-- What to do --
Write out the listing below line for line, omitting the pictures.

**** Given records ****

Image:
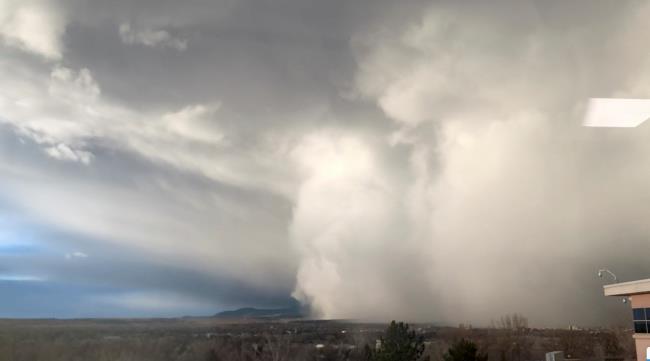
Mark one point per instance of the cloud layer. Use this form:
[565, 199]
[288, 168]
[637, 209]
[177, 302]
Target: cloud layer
[424, 162]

****

-- The completed task --
Image:
Mark one point per instance of the cloud layer. Use this form:
[565, 199]
[288, 168]
[637, 209]
[177, 302]
Target: cloud layer
[424, 162]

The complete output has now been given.